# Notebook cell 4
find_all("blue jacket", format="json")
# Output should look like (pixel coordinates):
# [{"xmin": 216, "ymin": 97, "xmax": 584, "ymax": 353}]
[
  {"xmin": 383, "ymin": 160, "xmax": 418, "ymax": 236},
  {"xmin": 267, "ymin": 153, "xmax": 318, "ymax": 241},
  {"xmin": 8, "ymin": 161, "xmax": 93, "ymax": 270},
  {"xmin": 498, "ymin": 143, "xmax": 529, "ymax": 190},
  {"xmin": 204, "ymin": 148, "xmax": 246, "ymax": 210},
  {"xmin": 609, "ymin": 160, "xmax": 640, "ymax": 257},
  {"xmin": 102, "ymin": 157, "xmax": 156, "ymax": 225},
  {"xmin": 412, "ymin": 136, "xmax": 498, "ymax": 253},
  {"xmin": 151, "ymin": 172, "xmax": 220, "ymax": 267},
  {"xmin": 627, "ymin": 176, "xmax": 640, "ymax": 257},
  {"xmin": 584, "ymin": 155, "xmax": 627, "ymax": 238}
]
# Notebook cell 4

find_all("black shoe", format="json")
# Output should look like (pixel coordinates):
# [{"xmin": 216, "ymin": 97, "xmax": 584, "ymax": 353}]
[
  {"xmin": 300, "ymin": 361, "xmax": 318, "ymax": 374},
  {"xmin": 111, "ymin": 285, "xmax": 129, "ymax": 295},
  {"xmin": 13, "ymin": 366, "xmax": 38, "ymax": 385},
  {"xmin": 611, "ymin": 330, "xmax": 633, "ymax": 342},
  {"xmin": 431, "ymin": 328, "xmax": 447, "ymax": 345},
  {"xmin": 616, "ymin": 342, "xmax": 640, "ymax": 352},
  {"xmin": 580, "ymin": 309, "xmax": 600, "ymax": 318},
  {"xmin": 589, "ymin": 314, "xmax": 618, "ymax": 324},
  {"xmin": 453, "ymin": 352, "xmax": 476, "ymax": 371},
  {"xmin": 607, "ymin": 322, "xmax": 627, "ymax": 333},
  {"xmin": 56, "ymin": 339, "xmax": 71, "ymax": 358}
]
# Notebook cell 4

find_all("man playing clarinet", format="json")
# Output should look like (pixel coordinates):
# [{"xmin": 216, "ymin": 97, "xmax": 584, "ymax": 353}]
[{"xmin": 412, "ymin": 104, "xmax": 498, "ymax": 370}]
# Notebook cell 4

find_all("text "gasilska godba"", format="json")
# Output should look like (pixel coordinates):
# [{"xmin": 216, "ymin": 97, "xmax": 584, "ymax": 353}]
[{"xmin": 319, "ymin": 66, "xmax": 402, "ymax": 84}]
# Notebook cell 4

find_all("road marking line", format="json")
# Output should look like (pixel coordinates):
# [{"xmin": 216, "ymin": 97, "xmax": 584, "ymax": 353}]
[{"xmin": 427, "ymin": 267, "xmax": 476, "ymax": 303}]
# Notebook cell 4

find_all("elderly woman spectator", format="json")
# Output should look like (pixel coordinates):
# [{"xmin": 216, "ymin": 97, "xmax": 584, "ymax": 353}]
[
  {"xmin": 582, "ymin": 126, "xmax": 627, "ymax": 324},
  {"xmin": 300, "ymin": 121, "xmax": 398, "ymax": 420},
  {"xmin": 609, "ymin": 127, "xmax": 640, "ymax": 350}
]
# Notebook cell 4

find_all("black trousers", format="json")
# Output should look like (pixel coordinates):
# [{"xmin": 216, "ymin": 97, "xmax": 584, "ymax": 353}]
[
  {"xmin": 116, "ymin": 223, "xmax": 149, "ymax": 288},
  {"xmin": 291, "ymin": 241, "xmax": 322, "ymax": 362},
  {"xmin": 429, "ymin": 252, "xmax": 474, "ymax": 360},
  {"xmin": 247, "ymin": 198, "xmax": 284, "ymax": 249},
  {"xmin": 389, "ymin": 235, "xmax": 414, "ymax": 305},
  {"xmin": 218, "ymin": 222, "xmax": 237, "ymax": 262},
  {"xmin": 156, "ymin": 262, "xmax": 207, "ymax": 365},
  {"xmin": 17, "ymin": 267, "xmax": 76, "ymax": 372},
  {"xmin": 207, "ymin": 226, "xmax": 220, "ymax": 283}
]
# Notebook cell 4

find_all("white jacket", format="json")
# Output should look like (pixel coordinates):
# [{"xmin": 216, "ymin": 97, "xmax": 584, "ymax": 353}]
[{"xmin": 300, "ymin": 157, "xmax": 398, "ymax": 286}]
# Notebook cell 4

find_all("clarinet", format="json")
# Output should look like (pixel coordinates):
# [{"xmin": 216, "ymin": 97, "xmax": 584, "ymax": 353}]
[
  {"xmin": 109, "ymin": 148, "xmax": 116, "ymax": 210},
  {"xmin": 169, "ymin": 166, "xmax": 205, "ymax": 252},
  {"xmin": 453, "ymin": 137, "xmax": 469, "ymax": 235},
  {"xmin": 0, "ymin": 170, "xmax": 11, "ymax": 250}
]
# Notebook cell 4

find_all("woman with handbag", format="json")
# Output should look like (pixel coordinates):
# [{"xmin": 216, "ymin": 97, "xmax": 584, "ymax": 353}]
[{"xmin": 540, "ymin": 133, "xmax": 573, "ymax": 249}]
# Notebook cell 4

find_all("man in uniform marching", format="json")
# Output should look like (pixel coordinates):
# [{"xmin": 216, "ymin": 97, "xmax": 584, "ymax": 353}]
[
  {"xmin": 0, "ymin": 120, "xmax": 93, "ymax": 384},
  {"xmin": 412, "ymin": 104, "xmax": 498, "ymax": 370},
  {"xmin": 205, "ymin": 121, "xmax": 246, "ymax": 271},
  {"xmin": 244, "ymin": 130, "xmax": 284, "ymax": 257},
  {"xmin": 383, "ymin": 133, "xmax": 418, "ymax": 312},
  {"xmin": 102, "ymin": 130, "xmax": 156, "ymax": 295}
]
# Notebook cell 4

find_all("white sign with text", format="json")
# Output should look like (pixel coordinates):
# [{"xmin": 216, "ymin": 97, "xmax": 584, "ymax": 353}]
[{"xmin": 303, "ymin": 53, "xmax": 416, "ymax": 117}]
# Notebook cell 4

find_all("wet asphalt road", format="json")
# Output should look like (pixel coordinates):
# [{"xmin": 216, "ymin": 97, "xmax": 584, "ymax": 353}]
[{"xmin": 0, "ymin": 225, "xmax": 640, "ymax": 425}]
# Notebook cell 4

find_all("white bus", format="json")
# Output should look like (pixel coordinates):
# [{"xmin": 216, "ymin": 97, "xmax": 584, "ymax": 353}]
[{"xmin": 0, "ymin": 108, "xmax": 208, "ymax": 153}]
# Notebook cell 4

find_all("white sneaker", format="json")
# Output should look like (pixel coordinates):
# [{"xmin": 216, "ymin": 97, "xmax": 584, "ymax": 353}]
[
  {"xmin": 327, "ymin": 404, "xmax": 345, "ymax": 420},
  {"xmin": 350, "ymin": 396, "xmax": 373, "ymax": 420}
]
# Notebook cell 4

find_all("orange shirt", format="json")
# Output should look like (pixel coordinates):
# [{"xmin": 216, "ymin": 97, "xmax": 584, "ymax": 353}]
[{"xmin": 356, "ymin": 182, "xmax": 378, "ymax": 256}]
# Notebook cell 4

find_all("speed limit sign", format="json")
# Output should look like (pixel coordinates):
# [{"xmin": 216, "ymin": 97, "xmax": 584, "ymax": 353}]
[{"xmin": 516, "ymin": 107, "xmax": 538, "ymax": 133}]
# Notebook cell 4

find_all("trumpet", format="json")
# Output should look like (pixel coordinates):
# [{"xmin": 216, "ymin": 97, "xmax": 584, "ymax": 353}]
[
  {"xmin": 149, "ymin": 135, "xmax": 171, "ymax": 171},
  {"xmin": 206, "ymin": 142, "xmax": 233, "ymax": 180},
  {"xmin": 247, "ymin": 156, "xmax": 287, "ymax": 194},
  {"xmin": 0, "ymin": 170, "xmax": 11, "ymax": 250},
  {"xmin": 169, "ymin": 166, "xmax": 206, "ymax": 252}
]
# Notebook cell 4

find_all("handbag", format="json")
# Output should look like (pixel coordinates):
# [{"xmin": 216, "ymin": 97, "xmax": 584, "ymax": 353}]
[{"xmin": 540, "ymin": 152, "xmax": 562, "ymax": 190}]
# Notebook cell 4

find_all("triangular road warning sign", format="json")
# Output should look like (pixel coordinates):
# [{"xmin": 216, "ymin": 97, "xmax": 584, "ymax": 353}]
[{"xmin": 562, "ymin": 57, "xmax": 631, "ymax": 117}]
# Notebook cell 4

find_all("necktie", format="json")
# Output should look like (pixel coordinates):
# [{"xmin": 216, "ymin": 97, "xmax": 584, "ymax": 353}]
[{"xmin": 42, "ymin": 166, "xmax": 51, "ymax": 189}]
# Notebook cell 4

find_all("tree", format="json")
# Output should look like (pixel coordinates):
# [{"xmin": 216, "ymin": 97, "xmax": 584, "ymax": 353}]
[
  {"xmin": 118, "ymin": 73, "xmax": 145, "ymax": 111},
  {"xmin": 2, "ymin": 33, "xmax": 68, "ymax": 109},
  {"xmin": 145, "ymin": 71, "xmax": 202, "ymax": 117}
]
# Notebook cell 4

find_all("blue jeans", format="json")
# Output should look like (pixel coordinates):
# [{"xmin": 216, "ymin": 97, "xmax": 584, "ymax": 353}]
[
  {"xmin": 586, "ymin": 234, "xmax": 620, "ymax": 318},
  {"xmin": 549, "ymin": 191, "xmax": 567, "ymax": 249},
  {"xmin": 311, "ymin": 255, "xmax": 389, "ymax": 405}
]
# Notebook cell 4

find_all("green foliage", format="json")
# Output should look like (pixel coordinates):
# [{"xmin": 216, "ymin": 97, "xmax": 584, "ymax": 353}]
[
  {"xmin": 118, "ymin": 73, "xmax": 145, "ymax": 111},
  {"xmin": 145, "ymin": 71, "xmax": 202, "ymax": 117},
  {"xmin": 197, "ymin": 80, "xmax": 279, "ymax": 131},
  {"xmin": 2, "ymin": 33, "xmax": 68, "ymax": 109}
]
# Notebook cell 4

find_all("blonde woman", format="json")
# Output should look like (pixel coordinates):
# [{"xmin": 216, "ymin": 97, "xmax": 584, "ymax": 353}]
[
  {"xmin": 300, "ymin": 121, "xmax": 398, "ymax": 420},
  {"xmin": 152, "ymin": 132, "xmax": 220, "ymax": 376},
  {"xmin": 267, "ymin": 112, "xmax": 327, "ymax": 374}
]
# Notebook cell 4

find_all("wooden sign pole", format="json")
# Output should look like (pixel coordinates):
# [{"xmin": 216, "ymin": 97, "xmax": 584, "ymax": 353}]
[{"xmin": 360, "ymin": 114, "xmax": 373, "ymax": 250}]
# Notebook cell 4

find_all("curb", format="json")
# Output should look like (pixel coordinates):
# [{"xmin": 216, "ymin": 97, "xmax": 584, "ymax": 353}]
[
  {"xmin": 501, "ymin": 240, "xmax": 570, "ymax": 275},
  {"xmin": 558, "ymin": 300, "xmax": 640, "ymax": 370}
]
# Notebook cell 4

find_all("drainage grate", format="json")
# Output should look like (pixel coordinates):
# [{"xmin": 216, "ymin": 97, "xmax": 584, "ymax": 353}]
—————
**Exercise details**. Collect every line of the items above that contains the word "clarinet", and copy each one in full.

**Full output**.
find_all("man playing clarinet", format="json")
find_all("clarinet", format="json")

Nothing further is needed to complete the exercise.